Request -
Extract every line below that contains the string "coat", copying each one in full and in order. Matching is case-sensitive.

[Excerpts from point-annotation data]
--------------------
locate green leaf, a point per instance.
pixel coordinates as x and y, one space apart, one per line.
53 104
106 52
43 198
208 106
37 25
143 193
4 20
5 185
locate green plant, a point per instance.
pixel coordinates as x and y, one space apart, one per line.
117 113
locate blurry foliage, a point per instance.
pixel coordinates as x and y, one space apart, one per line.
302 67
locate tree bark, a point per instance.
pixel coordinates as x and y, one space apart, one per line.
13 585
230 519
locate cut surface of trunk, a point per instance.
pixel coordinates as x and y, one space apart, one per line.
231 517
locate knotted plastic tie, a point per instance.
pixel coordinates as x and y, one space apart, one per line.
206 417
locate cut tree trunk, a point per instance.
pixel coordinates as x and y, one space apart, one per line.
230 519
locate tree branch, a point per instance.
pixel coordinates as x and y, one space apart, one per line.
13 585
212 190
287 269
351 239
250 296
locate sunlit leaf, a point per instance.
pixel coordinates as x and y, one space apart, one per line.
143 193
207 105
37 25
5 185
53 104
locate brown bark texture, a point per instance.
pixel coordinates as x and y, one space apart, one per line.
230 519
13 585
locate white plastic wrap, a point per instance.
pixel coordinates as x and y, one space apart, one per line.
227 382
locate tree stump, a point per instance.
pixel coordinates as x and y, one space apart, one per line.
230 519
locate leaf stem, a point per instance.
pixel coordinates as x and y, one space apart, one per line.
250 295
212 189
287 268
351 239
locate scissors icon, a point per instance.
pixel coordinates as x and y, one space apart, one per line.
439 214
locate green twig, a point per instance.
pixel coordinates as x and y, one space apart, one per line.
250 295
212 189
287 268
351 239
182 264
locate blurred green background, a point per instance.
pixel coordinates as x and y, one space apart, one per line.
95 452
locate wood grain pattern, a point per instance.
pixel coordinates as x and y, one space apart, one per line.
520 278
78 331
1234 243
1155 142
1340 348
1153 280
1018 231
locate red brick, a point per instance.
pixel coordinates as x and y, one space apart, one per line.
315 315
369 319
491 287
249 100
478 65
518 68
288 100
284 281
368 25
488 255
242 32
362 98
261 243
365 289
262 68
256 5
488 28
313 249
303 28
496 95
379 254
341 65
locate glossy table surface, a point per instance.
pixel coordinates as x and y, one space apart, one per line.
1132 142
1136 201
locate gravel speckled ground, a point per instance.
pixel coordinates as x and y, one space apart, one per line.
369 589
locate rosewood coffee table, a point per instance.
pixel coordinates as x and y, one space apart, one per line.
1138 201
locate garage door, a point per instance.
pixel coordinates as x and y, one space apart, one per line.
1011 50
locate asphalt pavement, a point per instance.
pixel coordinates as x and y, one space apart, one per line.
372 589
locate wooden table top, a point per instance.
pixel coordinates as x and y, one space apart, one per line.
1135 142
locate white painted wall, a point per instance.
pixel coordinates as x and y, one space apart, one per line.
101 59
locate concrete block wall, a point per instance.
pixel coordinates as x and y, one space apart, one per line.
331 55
--------------------
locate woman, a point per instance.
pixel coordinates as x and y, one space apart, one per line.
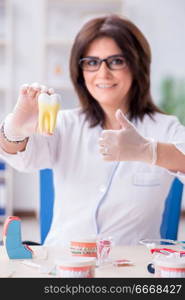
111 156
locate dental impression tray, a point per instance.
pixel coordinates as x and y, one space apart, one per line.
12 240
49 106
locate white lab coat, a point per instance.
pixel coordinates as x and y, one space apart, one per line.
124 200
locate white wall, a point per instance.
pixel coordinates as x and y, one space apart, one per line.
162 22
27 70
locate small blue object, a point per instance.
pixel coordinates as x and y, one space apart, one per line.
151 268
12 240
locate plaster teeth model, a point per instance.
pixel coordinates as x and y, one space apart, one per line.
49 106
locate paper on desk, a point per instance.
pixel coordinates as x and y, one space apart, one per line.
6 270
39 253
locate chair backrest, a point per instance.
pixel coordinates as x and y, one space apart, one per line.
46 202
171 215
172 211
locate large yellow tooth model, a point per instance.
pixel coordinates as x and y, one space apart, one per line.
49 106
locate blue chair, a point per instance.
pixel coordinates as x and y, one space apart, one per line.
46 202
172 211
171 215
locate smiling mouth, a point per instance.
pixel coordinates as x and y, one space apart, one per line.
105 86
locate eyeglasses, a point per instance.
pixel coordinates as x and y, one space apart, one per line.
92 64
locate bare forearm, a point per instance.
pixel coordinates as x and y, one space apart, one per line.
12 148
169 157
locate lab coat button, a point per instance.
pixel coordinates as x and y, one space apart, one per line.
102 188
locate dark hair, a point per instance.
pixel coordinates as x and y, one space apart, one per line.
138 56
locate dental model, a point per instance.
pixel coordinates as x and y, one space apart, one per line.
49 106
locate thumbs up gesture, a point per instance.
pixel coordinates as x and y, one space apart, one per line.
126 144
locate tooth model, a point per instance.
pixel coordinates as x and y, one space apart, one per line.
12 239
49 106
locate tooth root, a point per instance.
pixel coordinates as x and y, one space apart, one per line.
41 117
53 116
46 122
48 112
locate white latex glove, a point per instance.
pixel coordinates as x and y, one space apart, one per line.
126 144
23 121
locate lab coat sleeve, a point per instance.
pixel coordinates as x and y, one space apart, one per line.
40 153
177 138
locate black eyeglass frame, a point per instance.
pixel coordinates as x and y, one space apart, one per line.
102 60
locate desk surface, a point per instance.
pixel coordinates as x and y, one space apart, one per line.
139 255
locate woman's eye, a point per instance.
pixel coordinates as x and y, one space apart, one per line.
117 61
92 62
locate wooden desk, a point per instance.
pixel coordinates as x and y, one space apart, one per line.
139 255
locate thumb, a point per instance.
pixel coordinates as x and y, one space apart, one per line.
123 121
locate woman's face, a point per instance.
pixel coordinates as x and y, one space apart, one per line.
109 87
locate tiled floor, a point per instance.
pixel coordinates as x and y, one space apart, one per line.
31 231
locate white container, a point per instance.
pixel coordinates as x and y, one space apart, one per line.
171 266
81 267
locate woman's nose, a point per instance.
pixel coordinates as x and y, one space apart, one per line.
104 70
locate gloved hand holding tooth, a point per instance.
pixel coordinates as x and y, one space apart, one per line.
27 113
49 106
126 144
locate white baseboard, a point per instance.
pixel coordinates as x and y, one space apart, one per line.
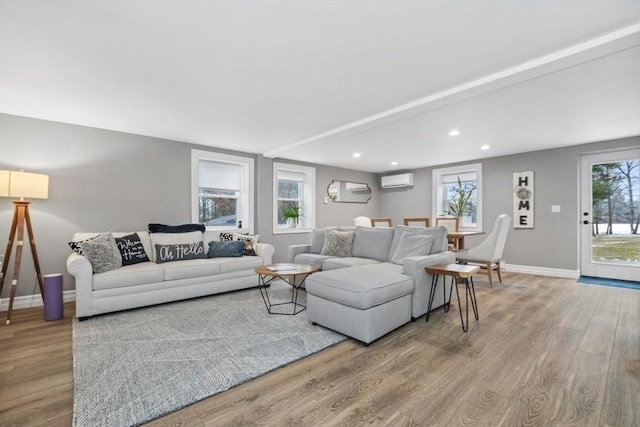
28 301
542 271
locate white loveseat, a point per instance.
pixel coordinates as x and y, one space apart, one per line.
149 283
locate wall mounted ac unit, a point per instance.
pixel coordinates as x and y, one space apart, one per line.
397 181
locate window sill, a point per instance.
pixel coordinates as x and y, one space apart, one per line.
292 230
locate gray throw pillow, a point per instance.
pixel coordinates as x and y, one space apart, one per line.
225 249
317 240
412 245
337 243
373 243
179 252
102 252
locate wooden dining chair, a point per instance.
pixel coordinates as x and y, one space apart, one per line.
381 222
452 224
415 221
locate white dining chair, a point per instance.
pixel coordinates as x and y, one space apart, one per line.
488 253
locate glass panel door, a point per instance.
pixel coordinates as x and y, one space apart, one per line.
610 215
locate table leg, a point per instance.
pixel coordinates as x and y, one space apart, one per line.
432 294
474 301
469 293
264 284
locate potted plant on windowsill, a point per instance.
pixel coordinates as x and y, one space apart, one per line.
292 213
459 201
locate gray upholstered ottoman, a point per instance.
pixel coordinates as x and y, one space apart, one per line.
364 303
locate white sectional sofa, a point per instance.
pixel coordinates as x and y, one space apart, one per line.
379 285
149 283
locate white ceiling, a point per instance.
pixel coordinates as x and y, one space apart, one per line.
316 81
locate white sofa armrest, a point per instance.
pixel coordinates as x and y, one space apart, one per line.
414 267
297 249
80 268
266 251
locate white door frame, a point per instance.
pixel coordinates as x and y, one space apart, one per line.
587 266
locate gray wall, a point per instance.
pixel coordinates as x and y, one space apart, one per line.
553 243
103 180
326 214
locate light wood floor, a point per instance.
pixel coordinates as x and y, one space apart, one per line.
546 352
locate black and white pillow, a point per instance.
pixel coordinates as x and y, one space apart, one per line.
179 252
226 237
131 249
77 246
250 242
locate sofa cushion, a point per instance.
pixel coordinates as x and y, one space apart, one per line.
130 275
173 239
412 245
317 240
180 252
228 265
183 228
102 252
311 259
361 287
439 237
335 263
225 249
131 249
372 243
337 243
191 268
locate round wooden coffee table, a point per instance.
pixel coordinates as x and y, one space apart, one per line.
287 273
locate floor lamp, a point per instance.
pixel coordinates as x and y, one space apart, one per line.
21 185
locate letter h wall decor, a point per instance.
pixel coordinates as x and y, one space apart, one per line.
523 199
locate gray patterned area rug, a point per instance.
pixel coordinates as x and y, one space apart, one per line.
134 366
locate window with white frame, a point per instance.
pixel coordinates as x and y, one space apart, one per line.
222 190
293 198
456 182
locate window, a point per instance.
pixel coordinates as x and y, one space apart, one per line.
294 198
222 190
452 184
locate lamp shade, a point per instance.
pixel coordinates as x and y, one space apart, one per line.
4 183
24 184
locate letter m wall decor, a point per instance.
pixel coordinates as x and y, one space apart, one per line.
--------------------
Correct response -
locate white lab coat, a point per instance.
locate lab coat button, a point per instance.
locate lab coat sleeve, a point per instance.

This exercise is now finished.